◆ Requirement: From the listing below, pull out every line that contains the string "orange" and reproduce each one. The match is case-sensitive.

Point-based annotation data:
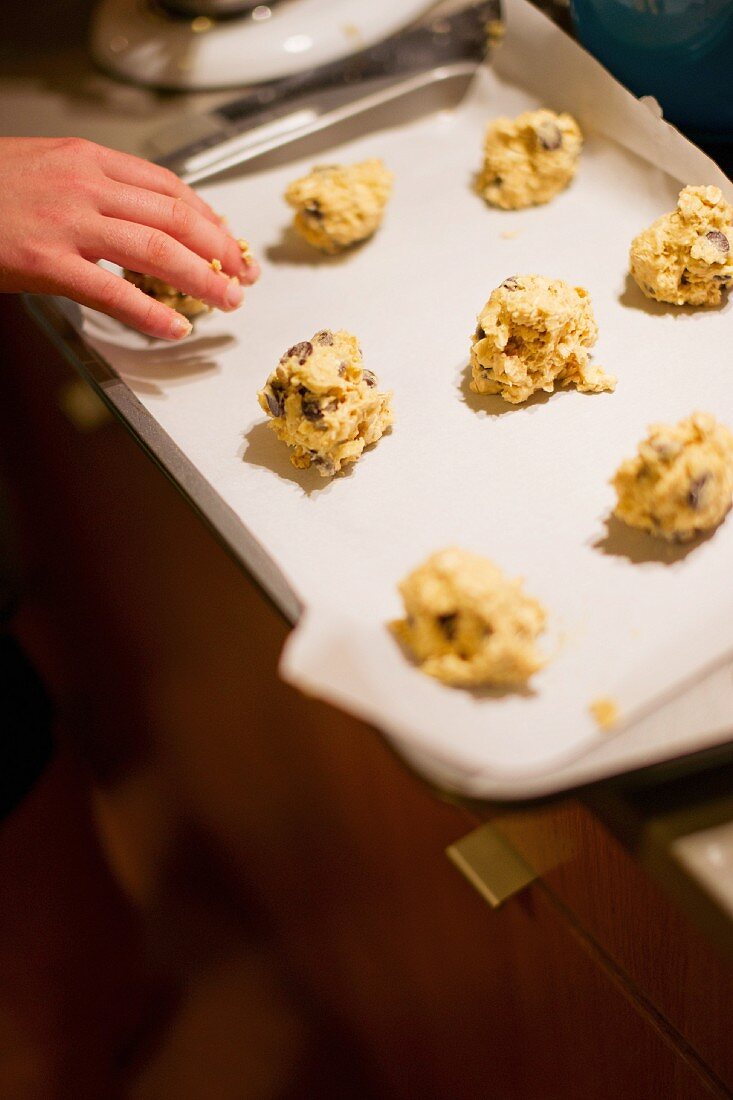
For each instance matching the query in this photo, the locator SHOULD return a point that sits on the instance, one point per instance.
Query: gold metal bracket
(491, 865)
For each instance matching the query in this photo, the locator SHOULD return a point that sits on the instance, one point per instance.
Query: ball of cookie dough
(337, 206)
(528, 160)
(532, 333)
(686, 257)
(163, 292)
(468, 624)
(681, 481)
(325, 404)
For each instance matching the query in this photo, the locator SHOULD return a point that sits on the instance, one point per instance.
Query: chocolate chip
(719, 240)
(548, 135)
(301, 351)
(696, 491)
(448, 624)
(275, 400)
(310, 405)
(323, 463)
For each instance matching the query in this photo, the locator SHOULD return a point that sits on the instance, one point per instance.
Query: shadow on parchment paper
(521, 691)
(263, 449)
(492, 405)
(632, 297)
(175, 364)
(292, 249)
(638, 547)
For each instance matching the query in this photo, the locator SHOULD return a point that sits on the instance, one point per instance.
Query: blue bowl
(678, 51)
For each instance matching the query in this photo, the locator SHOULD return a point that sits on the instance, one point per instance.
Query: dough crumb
(337, 206)
(533, 333)
(680, 482)
(325, 404)
(167, 295)
(529, 160)
(604, 711)
(245, 251)
(469, 625)
(686, 257)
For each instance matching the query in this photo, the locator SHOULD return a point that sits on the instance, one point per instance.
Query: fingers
(153, 252)
(181, 221)
(132, 169)
(110, 294)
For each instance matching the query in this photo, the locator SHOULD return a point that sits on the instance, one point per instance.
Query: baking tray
(338, 549)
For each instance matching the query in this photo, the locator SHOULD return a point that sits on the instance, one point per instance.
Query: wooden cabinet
(589, 985)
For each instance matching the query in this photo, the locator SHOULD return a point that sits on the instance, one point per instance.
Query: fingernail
(234, 294)
(179, 328)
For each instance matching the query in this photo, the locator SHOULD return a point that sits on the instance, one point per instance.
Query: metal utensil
(447, 46)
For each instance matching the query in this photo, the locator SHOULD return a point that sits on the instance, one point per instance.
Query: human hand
(67, 202)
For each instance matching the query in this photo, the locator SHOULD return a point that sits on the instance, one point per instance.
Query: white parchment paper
(526, 486)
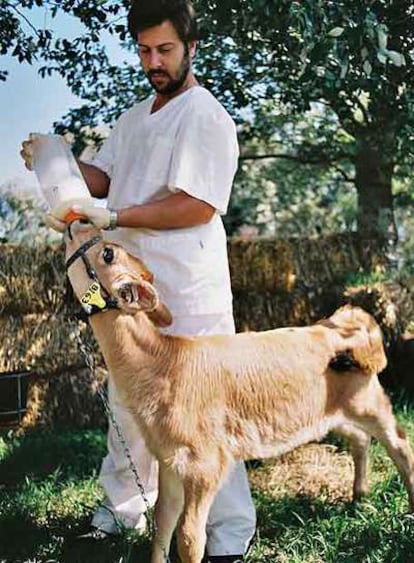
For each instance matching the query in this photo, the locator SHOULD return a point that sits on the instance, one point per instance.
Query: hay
(32, 280)
(282, 265)
(66, 399)
(43, 343)
(315, 470)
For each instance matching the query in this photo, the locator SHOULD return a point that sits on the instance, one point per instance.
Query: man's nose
(155, 59)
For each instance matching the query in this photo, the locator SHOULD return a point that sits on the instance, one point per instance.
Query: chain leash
(90, 364)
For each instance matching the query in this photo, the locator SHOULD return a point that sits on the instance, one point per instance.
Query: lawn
(49, 490)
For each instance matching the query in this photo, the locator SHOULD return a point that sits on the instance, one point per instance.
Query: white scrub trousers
(232, 519)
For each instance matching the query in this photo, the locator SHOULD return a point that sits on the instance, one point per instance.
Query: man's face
(164, 57)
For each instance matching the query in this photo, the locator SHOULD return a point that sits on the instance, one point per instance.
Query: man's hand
(55, 223)
(27, 153)
(101, 217)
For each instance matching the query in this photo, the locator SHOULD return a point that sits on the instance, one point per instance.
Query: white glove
(27, 153)
(54, 223)
(101, 217)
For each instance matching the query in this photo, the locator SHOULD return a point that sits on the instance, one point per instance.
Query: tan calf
(202, 403)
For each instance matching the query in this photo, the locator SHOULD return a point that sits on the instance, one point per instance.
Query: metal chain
(90, 364)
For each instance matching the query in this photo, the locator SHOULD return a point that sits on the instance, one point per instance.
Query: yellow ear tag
(93, 297)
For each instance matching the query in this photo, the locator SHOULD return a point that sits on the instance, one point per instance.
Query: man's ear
(192, 48)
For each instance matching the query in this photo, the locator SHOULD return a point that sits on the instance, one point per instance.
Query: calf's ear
(142, 296)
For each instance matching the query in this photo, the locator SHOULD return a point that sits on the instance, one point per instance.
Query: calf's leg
(359, 442)
(191, 533)
(167, 511)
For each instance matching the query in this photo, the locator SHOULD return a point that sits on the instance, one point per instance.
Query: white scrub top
(190, 144)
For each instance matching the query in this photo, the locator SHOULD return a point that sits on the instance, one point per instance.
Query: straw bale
(42, 343)
(264, 264)
(66, 399)
(314, 470)
(31, 279)
(261, 264)
(389, 302)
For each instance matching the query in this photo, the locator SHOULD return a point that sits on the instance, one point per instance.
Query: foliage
(269, 61)
(22, 220)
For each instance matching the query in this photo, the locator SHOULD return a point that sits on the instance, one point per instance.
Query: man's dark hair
(144, 14)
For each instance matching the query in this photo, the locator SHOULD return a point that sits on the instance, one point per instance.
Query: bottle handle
(71, 216)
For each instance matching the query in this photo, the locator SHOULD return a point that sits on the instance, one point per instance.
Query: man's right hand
(27, 153)
(54, 223)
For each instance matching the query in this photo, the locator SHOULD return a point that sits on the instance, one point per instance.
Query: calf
(204, 402)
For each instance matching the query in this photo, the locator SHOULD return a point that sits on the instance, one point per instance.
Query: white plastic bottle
(59, 176)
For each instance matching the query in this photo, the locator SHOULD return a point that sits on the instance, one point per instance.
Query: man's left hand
(98, 216)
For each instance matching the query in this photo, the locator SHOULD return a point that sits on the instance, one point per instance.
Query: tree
(355, 58)
(270, 62)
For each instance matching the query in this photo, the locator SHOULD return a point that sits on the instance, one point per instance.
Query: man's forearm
(176, 211)
(96, 180)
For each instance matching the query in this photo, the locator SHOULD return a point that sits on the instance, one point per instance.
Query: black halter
(110, 302)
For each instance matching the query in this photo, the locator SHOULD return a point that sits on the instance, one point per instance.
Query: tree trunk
(373, 179)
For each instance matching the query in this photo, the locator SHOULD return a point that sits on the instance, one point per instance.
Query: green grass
(49, 490)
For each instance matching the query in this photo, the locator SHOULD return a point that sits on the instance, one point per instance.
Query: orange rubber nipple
(73, 216)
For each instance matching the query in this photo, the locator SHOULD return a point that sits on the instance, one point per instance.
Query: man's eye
(108, 255)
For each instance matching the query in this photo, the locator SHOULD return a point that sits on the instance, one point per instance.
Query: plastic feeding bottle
(59, 176)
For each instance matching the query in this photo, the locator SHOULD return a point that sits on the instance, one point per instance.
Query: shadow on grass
(75, 454)
(295, 528)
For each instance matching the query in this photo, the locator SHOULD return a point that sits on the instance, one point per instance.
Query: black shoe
(95, 534)
(225, 559)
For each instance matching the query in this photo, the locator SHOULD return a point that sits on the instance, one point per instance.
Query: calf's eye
(108, 255)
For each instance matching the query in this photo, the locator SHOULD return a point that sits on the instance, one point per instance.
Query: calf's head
(100, 270)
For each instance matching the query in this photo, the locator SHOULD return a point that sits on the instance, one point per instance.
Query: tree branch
(301, 160)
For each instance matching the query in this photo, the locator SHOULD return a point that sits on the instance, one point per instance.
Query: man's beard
(174, 84)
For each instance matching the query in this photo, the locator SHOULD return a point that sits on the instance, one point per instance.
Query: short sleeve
(205, 155)
(105, 157)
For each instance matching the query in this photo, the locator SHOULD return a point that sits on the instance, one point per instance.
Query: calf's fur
(204, 402)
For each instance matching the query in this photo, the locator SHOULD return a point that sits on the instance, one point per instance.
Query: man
(167, 170)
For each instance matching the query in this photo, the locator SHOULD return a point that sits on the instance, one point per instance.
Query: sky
(29, 103)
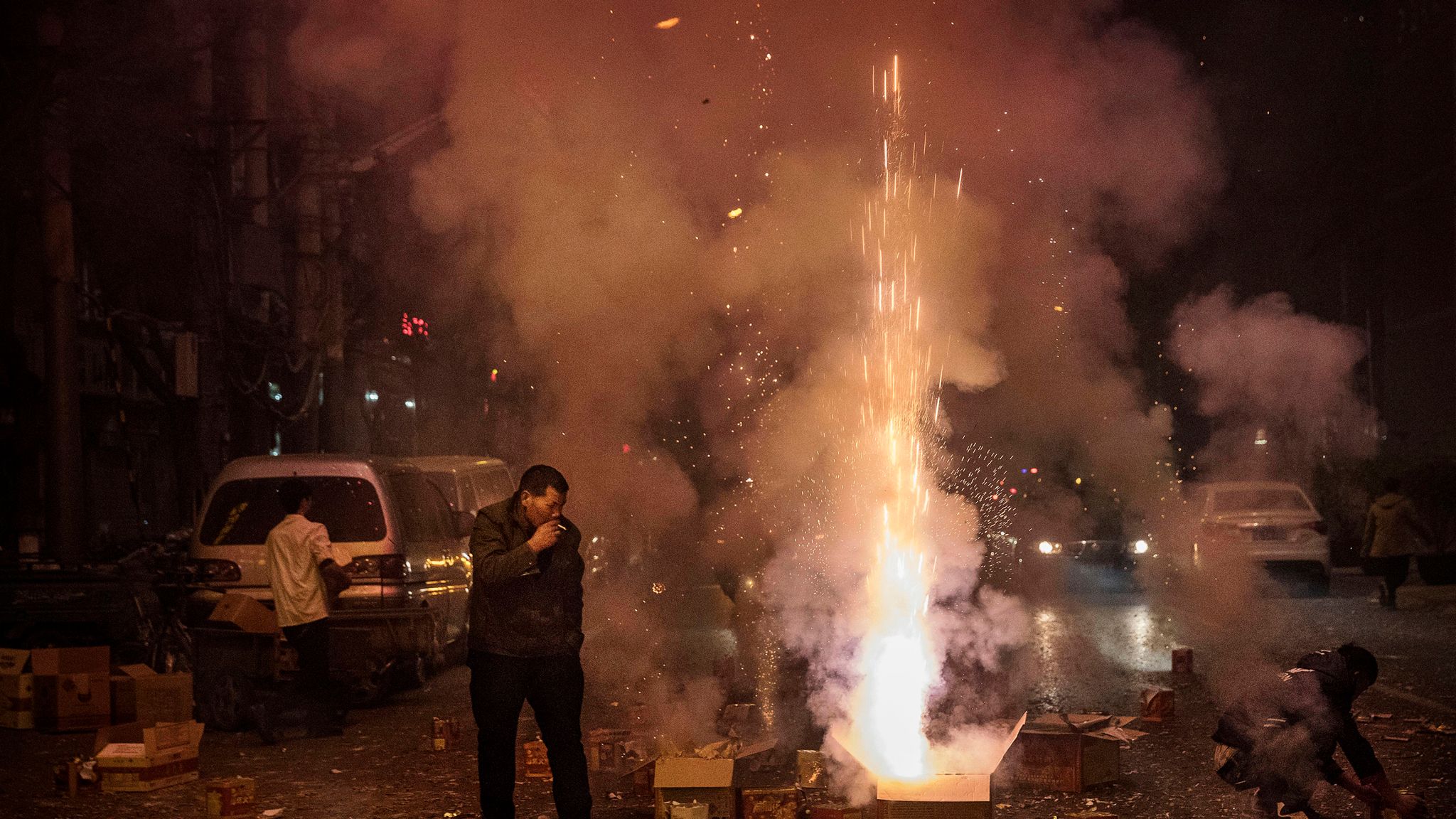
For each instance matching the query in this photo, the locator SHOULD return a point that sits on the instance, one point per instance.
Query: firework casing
(1158, 705)
(537, 767)
(443, 734)
(679, 810)
(606, 748)
(1183, 662)
(769, 803)
(835, 810)
(811, 770)
(1069, 752)
(946, 796)
(235, 796)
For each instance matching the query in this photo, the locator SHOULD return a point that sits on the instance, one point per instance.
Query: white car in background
(1267, 522)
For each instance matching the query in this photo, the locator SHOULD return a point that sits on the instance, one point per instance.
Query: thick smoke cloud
(1279, 385)
(592, 166)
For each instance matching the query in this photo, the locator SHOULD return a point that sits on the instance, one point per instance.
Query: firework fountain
(897, 660)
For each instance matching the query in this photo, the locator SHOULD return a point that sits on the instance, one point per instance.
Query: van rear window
(242, 512)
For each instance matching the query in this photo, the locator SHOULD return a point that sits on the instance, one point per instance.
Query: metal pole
(65, 491)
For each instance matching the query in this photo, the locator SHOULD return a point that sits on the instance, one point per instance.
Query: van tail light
(211, 570)
(383, 567)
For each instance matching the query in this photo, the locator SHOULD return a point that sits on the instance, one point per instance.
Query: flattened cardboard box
(72, 688)
(141, 758)
(16, 690)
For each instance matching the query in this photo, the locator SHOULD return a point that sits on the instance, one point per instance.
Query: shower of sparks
(897, 660)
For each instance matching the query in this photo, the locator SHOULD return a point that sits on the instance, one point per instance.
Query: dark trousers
(554, 687)
(312, 688)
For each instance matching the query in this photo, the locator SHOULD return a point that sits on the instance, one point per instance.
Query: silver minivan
(468, 483)
(393, 530)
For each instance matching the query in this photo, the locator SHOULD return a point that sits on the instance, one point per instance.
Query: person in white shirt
(299, 551)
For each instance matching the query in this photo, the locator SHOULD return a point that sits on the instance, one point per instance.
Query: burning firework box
(608, 748)
(1072, 752)
(769, 803)
(16, 690)
(687, 780)
(72, 688)
(947, 796)
(143, 695)
(140, 758)
(640, 777)
(1158, 705)
(537, 766)
(235, 796)
(443, 734)
(811, 770)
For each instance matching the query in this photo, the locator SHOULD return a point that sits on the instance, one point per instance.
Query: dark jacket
(522, 604)
(1290, 729)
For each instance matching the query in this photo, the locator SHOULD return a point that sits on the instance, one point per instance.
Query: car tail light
(385, 567)
(211, 570)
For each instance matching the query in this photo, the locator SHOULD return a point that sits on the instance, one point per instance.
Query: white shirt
(294, 548)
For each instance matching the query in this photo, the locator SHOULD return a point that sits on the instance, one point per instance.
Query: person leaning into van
(526, 641)
(305, 577)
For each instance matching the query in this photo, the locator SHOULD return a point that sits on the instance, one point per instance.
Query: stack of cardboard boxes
(16, 690)
(72, 688)
(146, 738)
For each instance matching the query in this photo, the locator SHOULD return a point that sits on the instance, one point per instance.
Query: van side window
(501, 484)
(419, 506)
(242, 512)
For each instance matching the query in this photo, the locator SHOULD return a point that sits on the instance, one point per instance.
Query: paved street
(1089, 653)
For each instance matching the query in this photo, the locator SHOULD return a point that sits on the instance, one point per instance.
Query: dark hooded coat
(523, 604)
(1286, 734)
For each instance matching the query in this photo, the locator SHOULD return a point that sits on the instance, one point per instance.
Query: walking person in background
(526, 641)
(305, 580)
(1393, 532)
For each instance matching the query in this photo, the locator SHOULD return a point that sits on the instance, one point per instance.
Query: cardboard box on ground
(235, 796)
(72, 688)
(16, 690)
(244, 614)
(143, 695)
(1071, 752)
(712, 781)
(947, 796)
(143, 758)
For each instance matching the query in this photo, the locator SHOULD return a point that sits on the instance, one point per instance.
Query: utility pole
(65, 491)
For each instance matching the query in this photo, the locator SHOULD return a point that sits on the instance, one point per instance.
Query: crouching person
(1280, 739)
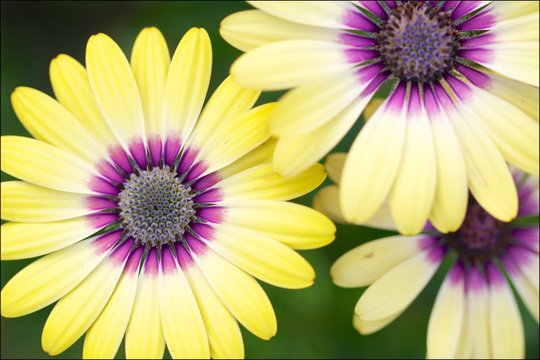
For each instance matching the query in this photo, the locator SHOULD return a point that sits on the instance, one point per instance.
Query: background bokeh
(312, 323)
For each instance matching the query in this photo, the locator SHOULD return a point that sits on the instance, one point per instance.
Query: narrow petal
(144, 335)
(50, 122)
(105, 336)
(390, 294)
(290, 63)
(181, 320)
(115, 89)
(25, 202)
(246, 30)
(297, 226)
(326, 14)
(262, 182)
(295, 152)
(252, 309)
(446, 320)
(223, 331)
(372, 165)
(26, 240)
(187, 82)
(366, 263)
(71, 86)
(75, 312)
(51, 277)
(150, 63)
(280, 266)
(42, 164)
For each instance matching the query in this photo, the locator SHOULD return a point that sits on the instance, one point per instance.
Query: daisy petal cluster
(154, 215)
(463, 79)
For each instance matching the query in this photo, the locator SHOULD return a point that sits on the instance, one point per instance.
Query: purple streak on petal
(106, 241)
(207, 181)
(100, 185)
(463, 8)
(210, 196)
(134, 260)
(415, 101)
(462, 90)
(483, 56)
(108, 171)
(100, 220)
(99, 203)
(481, 21)
(138, 152)
(155, 146)
(356, 40)
(184, 257)
(478, 78)
(120, 254)
(196, 171)
(477, 41)
(359, 21)
(120, 158)
(151, 264)
(397, 98)
(168, 263)
(375, 8)
(188, 158)
(358, 55)
(213, 214)
(172, 149)
(204, 231)
(374, 84)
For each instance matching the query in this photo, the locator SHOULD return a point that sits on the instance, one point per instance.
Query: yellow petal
(187, 82)
(42, 164)
(366, 263)
(71, 87)
(223, 332)
(50, 122)
(30, 203)
(252, 309)
(294, 225)
(150, 63)
(115, 89)
(246, 30)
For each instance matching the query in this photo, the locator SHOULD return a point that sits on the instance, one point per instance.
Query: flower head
(154, 214)
(464, 99)
(475, 314)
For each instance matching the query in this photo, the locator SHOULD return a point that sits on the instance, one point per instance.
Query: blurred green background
(312, 323)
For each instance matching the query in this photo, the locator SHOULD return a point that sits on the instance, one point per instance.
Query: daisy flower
(463, 79)
(154, 215)
(475, 314)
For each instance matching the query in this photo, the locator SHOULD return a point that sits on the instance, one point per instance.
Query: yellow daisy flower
(475, 314)
(448, 124)
(154, 214)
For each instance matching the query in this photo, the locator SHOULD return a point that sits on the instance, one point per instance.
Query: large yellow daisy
(154, 214)
(464, 98)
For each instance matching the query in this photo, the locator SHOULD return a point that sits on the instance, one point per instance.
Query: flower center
(418, 42)
(481, 236)
(156, 207)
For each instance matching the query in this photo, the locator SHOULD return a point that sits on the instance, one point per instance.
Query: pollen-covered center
(418, 42)
(156, 207)
(481, 236)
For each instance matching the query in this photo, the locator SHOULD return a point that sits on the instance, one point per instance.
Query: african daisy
(154, 215)
(475, 314)
(464, 99)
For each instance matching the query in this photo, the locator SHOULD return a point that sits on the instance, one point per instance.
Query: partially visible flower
(448, 125)
(154, 214)
(475, 314)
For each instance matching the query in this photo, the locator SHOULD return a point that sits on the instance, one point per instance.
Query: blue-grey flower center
(156, 207)
(418, 42)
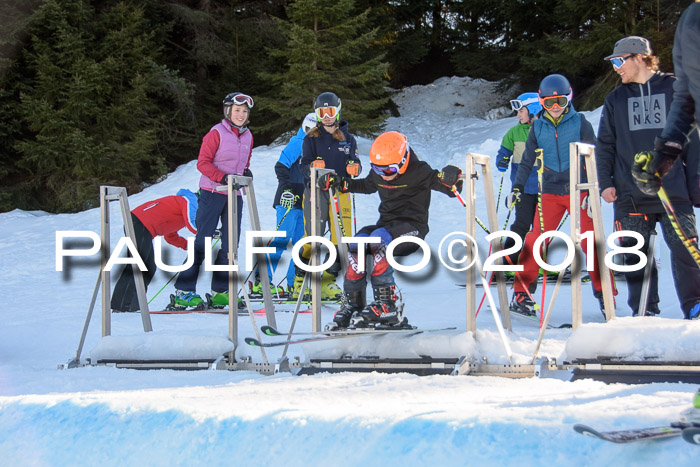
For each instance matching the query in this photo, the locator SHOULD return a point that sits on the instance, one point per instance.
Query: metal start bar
(469, 175)
(235, 183)
(107, 195)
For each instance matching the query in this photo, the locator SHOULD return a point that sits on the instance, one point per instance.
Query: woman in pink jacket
(225, 150)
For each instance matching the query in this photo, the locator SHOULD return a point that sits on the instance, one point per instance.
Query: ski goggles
(517, 104)
(617, 62)
(323, 112)
(240, 99)
(386, 170)
(560, 101)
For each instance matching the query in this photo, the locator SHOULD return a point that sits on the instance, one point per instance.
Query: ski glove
(665, 154)
(327, 181)
(513, 198)
(449, 176)
(503, 164)
(648, 183)
(353, 168)
(288, 199)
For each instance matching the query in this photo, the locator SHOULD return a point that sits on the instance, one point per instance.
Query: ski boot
(329, 289)
(353, 303)
(599, 295)
(219, 300)
(256, 289)
(652, 310)
(694, 312)
(385, 312)
(522, 304)
(185, 300)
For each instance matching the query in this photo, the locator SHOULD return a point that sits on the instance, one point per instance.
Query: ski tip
(253, 342)
(270, 331)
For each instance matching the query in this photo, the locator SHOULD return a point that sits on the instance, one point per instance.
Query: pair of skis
(222, 311)
(689, 432)
(304, 337)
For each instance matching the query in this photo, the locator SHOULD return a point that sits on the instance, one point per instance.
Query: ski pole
(354, 215)
(268, 244)
(690, 244)
(461, 200)
(500, 189)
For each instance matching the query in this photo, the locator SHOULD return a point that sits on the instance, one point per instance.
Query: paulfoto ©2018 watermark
(457, 251)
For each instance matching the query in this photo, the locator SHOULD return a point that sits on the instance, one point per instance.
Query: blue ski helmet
(530, 100)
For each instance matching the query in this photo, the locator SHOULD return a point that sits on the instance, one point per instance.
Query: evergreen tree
(329, 47)
(97, 105)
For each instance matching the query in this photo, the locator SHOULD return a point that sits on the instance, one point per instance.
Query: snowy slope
(100, 415)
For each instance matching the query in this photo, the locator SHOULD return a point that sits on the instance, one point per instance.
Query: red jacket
(166, 216)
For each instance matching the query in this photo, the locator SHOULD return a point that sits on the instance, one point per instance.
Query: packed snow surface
(100, 415)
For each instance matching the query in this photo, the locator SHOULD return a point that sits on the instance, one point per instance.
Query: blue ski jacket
(554, 139)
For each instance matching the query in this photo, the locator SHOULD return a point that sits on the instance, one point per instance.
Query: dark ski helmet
(555, 90)
(327, 104)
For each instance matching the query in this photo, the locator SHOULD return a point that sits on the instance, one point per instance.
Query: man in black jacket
(684, 117)
(633, 115)
(404, 183)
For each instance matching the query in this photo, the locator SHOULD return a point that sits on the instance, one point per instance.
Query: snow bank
(149, 346)
(635, 339)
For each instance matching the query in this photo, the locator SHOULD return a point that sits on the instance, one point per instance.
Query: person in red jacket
(163, 216)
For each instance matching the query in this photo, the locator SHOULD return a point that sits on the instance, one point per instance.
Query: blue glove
(513, 198)
(503, 164)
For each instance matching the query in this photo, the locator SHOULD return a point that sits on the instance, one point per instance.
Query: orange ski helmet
(389, 153)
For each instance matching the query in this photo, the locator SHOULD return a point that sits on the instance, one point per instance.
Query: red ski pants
(553, 207)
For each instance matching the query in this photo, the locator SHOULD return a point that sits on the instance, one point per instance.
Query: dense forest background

◆ Answer to this task:
Query: orange rubber nipple
Query: orange ski helmet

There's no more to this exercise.